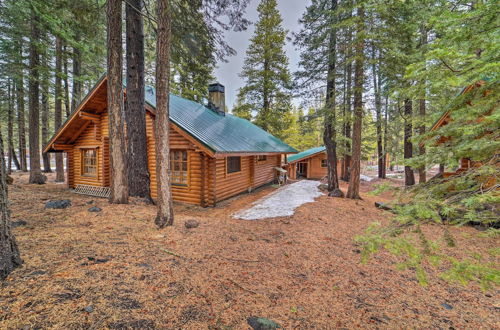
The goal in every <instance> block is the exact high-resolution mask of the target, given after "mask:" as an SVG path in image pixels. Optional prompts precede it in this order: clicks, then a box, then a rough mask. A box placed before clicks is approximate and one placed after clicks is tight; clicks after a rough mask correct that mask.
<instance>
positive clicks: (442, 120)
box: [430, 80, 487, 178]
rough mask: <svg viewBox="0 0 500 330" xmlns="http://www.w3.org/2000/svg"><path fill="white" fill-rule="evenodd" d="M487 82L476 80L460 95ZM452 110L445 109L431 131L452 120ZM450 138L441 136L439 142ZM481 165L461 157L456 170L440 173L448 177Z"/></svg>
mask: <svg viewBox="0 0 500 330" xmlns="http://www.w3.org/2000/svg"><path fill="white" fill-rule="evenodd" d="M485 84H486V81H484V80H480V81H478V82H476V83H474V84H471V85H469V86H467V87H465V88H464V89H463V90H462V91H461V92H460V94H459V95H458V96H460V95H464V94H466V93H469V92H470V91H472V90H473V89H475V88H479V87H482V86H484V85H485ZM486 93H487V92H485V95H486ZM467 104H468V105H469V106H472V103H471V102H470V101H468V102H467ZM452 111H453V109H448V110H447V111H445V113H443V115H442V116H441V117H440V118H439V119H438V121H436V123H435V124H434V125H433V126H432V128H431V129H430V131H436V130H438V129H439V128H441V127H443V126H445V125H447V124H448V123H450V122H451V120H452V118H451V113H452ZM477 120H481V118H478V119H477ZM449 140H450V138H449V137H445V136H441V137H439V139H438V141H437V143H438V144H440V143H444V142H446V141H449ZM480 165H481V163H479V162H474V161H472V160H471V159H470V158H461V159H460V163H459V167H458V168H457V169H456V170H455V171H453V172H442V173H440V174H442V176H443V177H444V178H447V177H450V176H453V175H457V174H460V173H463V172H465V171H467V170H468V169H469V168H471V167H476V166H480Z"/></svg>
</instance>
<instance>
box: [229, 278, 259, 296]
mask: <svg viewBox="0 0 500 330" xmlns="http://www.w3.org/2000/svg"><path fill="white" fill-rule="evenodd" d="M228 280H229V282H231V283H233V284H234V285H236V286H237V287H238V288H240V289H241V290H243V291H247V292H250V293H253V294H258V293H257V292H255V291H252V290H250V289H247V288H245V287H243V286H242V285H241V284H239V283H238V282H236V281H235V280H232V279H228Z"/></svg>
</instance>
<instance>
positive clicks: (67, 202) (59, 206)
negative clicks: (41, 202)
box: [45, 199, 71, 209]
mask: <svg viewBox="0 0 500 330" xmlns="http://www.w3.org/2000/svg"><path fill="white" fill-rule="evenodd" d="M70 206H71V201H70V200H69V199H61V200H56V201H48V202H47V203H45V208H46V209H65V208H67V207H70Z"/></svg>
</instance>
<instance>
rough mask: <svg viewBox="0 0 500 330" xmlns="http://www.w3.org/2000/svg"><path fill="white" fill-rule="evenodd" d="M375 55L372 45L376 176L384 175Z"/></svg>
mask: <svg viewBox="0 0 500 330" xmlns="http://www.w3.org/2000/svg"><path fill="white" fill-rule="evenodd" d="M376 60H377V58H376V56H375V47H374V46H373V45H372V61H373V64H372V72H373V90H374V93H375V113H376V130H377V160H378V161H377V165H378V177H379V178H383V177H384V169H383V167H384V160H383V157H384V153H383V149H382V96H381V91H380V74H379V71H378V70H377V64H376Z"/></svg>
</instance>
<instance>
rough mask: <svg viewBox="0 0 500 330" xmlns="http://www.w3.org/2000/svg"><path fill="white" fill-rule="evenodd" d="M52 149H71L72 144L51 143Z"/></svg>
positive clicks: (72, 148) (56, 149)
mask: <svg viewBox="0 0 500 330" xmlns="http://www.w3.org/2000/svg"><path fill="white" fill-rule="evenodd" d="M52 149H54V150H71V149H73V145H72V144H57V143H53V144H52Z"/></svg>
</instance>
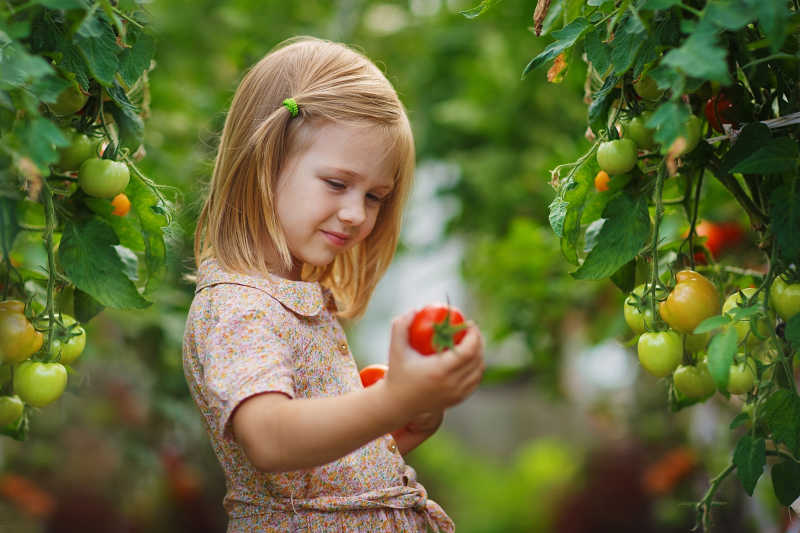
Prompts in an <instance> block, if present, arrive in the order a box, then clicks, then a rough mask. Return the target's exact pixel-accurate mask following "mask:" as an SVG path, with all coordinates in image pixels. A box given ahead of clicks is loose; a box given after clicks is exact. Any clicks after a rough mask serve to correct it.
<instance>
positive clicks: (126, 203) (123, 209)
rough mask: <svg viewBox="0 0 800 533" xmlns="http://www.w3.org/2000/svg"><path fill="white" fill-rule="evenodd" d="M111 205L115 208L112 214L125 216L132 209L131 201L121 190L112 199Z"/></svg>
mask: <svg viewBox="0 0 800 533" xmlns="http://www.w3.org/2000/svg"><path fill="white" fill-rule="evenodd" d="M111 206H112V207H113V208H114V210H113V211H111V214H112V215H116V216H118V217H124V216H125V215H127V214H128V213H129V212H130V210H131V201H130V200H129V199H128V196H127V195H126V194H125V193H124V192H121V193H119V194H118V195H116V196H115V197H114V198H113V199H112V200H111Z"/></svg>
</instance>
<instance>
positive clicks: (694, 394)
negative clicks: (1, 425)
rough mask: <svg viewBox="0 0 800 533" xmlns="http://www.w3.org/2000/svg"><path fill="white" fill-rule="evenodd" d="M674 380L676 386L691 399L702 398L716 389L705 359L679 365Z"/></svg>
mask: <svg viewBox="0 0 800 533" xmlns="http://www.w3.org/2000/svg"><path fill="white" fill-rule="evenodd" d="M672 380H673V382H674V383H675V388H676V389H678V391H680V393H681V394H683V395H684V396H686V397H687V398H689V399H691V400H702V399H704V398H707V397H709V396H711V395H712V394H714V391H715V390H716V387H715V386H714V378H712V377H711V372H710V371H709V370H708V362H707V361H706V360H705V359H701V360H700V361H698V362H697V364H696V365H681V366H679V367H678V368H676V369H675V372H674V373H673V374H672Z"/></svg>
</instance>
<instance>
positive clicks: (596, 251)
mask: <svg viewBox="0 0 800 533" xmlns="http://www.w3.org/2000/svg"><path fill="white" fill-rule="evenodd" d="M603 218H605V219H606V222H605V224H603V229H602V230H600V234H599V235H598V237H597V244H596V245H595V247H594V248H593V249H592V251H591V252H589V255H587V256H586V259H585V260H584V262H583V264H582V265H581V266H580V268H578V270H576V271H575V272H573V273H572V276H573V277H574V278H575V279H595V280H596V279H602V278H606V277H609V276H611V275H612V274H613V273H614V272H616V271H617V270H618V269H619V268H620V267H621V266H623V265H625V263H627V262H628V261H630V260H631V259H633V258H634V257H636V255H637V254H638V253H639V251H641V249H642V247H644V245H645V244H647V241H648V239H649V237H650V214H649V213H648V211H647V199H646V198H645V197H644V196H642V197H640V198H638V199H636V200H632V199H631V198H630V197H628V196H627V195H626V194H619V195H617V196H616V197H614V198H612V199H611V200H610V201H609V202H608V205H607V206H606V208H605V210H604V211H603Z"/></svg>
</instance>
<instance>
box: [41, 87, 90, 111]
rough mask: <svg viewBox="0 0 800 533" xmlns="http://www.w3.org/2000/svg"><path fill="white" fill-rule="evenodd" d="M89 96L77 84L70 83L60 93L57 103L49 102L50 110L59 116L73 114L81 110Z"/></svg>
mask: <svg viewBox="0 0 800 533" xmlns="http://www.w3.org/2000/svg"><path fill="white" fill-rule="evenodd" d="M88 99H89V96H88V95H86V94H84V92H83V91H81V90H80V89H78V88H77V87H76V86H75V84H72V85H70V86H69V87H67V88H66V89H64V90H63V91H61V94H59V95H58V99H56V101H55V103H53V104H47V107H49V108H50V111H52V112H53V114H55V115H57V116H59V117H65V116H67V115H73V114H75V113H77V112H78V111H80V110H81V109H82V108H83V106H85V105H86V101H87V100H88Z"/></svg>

---

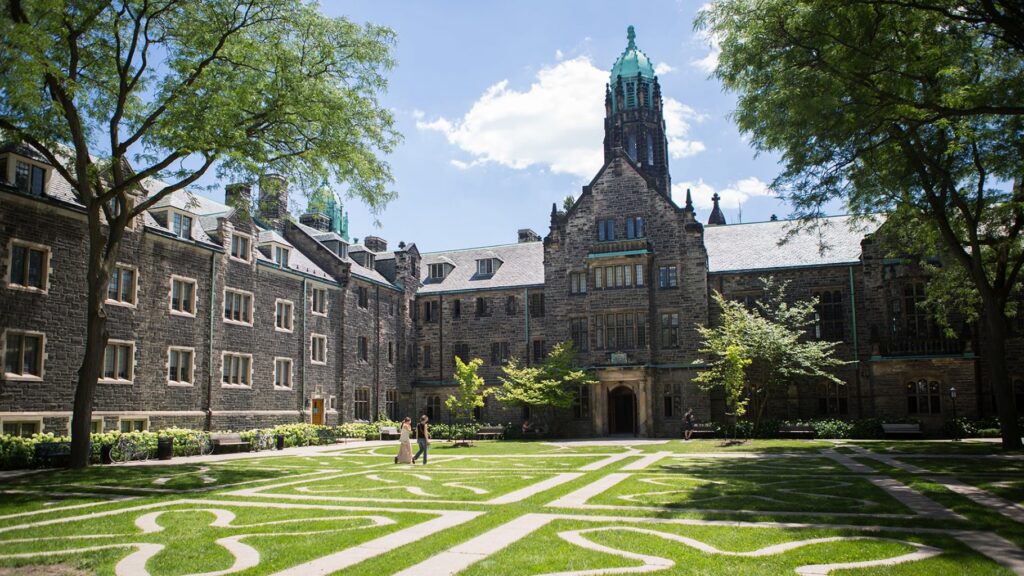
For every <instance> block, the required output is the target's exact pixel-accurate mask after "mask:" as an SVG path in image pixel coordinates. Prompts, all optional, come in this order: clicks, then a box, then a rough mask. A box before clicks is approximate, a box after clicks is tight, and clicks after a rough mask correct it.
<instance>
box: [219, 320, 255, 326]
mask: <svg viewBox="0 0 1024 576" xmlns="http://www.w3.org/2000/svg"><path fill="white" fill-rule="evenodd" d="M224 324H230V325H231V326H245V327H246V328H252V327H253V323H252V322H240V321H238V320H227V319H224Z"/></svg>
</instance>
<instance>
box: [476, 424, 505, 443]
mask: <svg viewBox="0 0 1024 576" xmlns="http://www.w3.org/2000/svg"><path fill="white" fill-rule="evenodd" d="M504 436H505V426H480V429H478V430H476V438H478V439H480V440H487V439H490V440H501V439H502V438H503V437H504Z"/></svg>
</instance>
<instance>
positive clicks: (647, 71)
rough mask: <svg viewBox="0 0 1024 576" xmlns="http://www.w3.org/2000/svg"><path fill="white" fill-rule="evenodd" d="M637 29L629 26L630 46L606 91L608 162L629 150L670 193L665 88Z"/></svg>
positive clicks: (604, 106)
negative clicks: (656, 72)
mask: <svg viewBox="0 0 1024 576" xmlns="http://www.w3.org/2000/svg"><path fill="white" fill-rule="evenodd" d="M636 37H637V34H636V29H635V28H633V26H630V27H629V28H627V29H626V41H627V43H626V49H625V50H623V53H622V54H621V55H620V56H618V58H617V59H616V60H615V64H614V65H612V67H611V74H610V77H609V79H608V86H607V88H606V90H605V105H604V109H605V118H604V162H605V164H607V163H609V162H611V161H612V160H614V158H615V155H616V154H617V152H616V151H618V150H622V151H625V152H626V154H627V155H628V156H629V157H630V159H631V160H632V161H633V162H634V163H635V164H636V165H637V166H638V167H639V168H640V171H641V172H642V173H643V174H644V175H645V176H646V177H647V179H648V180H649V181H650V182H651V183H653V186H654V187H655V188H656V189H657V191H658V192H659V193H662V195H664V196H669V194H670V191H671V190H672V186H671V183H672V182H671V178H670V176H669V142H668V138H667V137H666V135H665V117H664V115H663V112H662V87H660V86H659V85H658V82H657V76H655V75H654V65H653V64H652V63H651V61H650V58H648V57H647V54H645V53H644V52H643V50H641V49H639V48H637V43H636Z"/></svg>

→ **PROBLEM**: Reproduce the listing from the line with "For every <instance>" up to and including the line with "positive clicks: (604, 106)", replacing "rough mask" with "coarse mask" and leaving everything else unchanged.

→ **SOLUTION TO THE EXERCISE**:
For every <instance> block, the required output is the target's exact pixel-accurate mask after "mask:" as an SVG path in image pixel coordinates. Prompts, all optional, come in this order: clicks, then a box, then a coarse mask. A box before clicks is approximate, a box after clicks is tight, and clicks after a coarse mask correct it.
<instance>
box: [219, 320, 255, 326]
mask: <svg viewBox="0 0 1024 576" xmlns="http://www.w3.org/2000/svg"><path fill="white" fill-rule="evenodd" d="M224 324H230V325H231V326H245V327H246V328H252V327H253V323H252V322H240V321H238V320H227V319H224Z"/></svg>
</instance>
<instance>
box: [476, 424, 505, 443]
mask: <svg viewBox="0 0 1024 576" xmlns="http://www.w3.org/2000/svg"><path fill="white" fill-rule="evenodd" d="M504 436H505V426H480V429H478V430H476V438H478V439H480V440H487V439H490V440H501V439H502V438H503V437H504Z"/></svg>
</instance>
<instance>
positive clicks: (647, 71)
coarse mask: <svg viewBox="0 0 1024 576" xmlns="http://www.w3.org/2000/svg"><path fill="white" fill-rule="evenodd" d="M637 29L629 26L630 46L606 91L608 162L629 150L670 193L665 88Z"/></svg>
positive clicks: (604, 106)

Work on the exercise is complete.